> DATA FOR THIS EXERCISE:
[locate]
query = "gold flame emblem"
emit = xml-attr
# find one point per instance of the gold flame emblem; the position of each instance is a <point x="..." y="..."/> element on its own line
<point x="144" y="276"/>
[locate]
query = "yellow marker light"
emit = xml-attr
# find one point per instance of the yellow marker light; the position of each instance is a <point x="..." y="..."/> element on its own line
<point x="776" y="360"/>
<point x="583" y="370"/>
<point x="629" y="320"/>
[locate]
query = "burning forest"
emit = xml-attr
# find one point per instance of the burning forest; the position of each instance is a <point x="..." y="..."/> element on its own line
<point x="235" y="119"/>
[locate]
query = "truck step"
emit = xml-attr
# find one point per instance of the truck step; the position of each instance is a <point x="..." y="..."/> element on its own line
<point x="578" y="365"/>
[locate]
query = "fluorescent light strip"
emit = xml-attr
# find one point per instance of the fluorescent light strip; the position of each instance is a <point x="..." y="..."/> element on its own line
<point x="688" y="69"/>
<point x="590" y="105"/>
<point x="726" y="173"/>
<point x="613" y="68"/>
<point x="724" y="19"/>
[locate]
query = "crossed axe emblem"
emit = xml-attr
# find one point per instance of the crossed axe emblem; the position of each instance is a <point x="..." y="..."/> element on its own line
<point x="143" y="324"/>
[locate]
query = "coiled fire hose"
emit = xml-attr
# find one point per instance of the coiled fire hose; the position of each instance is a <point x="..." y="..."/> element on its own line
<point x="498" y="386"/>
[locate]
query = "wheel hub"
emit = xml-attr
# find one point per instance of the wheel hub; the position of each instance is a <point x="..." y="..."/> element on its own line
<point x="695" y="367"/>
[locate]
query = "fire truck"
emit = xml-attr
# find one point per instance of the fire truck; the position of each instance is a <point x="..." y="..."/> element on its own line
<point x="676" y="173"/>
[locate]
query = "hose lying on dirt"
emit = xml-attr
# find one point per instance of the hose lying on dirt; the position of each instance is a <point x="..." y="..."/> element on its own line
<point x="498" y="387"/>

> TASK GOAL:
Quote the data in full, keeping each word unchanged.

> COMPLETE OUTPUT:
[locate]
query = "gold flame emblem"
emit = xml-attr
# find one point per instance of the gold flame emblem; the position of each instance is a <point x="..." y="..."/> element on its own line
<point x="144" y="276"/>
[locate]
query = "yellow marker light"
emit = xml-attr
# find one point per instance of the yellow marker light; the position of each instance is a <point x="..." y="..."/> element on its own line
<point x="776" y="360"/>
<point x="583" y="370"/>
<point x="629" y="320"/>
[locate]
query = "burning forest"
emit = xml-attr
# find one point per instance of the burning forest; the position of each instance is a <point x="..." y="..."/> element on its own line
<point x="235" y="119"/>
[locate]
query = "truck step"
emit = xml-attr
# find one point per instance of the truck step; the position of each instance is a <point x="..." y="..."/> element on its own line
<point x="578" y="365"/>
[locate]
query = "fluorescent light strip"
emit = xml-attr
# find one point per instance of the fluorescent light strip; the position of each instance is a <point x="..." y="..."/> element on its own line
<point x="688" y="69"/>
<point x="590" y="105"/>
<point x="726" y="173"/>
<point x="613" y="68"/>
<point x="724" y="19"/>
[locate]
query = "crossed axe emblem"
emit = xml-attr
# find one point per instance of the crossed axe emblem; the position of each instance is a <point x="..." y="..."/> element on its own line
<point x="143" y="324"/>
[locate]
query = "coiled fire hose"
emit = xml-attr
# find one point per instance of the coiled fire hose; the position of each instance is a <point x="..." y="..."/> element on its own line
<point x="498" y="386"/>
[locate]
query = "wheel hub"
emit = xml-attr
# find one point per instance of the wheel hub; the position of each instance is a <point x="..." y="..."/> element on its own line
<point x="695" y="367"/>
[locate]
query = "fire truck"
emit = xml-attr
# find one point per instance of the fire truck; the position of each instance is a <point x="..." y="..."/> element on its own line
<point x="676" y="173"/>
[locate]
query = "hose lying on dirt"
emit = xml-attr
# find one point per instance of the hose lying on dirt; the position of each instance is a <point x="..." y="..."/> element on its own line
<point x="498" y="387"/>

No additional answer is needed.